DATA ROWS –
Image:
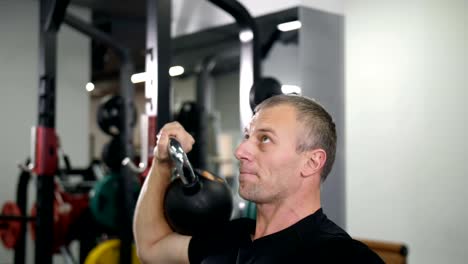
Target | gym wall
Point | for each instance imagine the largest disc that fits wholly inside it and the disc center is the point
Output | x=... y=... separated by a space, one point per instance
x=406 y=90
x=19 y=45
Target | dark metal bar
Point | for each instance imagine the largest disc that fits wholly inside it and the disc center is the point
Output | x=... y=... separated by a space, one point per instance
x=16 y=218
x=158 y=40
x=127 y=176
x=21 y=201
x=96 y=34
x=46 y=147
x=205 y=103
x=246 y=22
x=250 y=54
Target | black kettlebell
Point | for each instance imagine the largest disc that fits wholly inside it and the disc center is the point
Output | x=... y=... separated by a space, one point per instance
x=109 y=115
x=196 y=201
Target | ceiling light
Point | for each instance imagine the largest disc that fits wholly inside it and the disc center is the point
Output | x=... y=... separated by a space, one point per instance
x=288 y=26
x=90 y=87
x=176 y=71
x=291 y=89
x=246 y=35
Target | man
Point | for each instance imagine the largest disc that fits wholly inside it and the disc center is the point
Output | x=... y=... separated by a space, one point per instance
x=287 y=151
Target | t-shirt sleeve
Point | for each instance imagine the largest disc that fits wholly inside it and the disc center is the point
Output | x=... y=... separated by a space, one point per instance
x=222 y=241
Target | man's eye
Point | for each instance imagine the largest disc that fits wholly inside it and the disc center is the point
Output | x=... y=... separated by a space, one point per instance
x=265 y=139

WORK TO BE COMPLETED –
Update all the entries above, changing every "disc" to "circle" and leaving everything else as it is. Omit the pictures from your version.

THE COMPLETED TASK –
Image:
Target | gym wall
Point | for each instance imagine the largest circle that fits wholly inside it and the circle center is the point
Output | x=... y=... separated by a space, one point per instance
x=406 y=90
x=19 y=45
Target | dark metal bar
Point | for each instance imagine the largest circle that fits wholly inside it and the circle center is the point
Output | x=... y=... separated by a space, one point per instance
x=16 y=218
x=158 y=40
x=127 y=176
x=21 y=201
x=96 y=34
x=46 y=147
x=205 y=103
x=246 y=22
x=250 y=54
Target | black kettlebell
Point | for each instance imagine the largest circle that fits wholly inside it and the circle center is the point
Output | x=... y=... separated by a space, one point per instance
x=109 y=115
x=196 y=201
Target | ceiling light
Point | for each instance imagine the largest circle that fits wholly inside it and the circle center is the point
Output | x=... y=... separated by a space, one point per instance
x=288 y=26
x=90 y=87
x=176 y=71
x=291 y=89
x=246 y=35
Target | man
Point | for each instance imagine the largest circle that fits wholly inside it and the circle center is the point
Output | x=... y=... separated by a space, one point per instance
x=287 y=151
Target | t-shirt sleeve
Point | for each instance imagine the largest circle that fits wholly inside it and the circle center is the point
Output | x=... y=... separated by a space, one point per instance
x=222 y=241
Target | man's eye
Point | for each instance imagine the largest circle that fits wholly inside it and the circle center is the point
Output | x=... y=... separated by a space, one point per instance
x=265 y=139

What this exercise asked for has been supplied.